Задание 1: Отберите из записей все строки, в которых встречается слово «antenna», и перепишите их.
= = = =
Предсказываем с помощью ONNX модели

In [7]:
import numpy as np
import torch 
import time 
import tracemalloc

def predict_onnx(feed):
    start_time = time.time()
    tracemalloc.start()
    output = onnx_session.run(None, feed)
    mem = tracemalloc.get_traced_memory()
    tracemalloc.stop()
    end_time = time.time() - start_time
    output_tensor = torch.tensor(output[0], dtype=torch.float32)
    softmax_output = torch.nn.functional.softmax(output_tensor, dim=-1)
    predictions = np.squeeze(softmax_output.numpy())
    return(np.argmax(predictions, axis=1)), end_time, mem


  from .autonotebook import tqdm as notebook_tqdm


Предсказываем с помощью обычной модели

In [8]:
def predict(inputs):
    model.eval()
    with torch.no_grad():
        tracemalloc.start()
        start_time = time.time()
        outputs = model(**inputs)
        end_time = time.time() - start_time
        mem = tracemalloc.get_traced_memory()
= = = =
Задание 2:
Проверьте, согласуются ли с исходным текстом утверждения (a), (b) и (c). Для каждого ответьте «да» или «нет» и дословно приведите решающие слова текста.
(a) В функции predict_onnx занятая память измеряется с помощью tracemalloc.
(b) Функция predict переводит модель в режим обучения.
(c) В функции predict_onnx softmax применяется по последней оси.

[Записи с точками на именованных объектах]
= = = =
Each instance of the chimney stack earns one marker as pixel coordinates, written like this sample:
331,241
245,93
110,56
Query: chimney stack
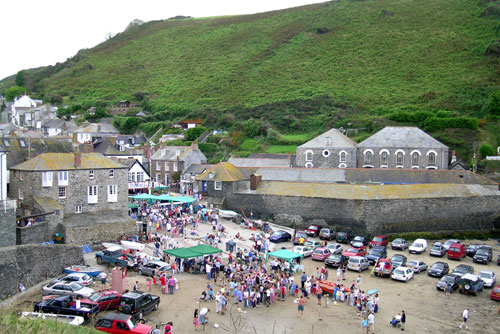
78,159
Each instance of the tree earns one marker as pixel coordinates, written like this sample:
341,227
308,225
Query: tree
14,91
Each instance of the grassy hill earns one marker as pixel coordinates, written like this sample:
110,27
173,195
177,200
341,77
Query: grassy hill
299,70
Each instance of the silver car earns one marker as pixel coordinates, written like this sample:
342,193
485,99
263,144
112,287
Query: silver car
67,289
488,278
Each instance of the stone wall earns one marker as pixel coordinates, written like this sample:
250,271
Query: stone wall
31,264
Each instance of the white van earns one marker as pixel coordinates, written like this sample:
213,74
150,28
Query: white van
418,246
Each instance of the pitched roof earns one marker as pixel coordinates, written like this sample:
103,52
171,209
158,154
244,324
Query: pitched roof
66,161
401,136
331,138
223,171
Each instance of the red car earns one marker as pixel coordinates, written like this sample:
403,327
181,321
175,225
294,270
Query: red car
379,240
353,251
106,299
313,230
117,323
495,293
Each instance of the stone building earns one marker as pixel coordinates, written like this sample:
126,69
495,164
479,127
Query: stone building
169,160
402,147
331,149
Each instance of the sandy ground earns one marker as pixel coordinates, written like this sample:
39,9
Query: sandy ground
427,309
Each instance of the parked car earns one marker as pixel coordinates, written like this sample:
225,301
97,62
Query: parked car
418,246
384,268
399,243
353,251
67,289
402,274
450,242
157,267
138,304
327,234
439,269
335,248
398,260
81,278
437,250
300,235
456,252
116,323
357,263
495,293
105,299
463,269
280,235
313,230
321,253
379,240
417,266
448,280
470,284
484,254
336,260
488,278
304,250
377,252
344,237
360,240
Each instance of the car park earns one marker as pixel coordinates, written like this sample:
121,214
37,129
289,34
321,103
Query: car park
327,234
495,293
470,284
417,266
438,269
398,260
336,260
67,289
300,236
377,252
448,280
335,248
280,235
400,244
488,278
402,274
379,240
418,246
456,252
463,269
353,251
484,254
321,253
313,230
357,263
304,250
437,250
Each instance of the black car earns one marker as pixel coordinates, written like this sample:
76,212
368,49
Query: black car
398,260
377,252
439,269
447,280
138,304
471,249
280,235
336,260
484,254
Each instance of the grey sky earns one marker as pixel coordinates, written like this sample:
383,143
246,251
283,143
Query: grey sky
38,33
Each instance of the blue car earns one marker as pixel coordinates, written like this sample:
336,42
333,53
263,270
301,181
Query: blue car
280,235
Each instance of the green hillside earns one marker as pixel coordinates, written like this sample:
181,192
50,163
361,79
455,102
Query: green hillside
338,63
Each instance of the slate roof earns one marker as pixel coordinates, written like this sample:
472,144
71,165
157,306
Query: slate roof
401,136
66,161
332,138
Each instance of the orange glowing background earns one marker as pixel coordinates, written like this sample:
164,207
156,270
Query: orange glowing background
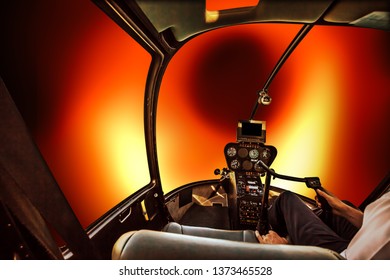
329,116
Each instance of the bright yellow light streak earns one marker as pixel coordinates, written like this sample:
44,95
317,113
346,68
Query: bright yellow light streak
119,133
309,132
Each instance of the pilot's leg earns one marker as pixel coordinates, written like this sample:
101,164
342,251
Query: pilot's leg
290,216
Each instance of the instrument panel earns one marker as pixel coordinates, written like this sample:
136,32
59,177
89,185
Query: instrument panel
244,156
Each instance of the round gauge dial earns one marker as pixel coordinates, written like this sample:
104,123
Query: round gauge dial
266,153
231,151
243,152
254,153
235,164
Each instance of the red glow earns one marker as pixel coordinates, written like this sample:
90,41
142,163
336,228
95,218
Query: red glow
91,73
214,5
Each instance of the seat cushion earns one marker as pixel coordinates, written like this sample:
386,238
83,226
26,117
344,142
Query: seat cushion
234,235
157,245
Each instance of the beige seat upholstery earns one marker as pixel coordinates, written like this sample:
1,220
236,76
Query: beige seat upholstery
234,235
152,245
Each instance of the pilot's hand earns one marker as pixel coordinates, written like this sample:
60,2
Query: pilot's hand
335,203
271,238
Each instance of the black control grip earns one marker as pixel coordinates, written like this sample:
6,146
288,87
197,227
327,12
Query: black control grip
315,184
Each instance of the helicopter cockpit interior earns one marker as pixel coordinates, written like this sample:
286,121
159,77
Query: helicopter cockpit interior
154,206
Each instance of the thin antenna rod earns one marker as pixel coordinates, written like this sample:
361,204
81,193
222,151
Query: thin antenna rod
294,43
= = = =
Результат выполнения 1:
Each instance of the thin antenna rod earns one marker as pixel coordinates, written like this sample:
Query: thin antenna rod

Результат выполнения 2:
(a) Да: «mem = tracemalloc.get_traced_memory()».
(b) Нет: «model.eval()».
(c) Да: «softmax_output = torch.nn.functional.softmax(output_tensor, dim=-1)».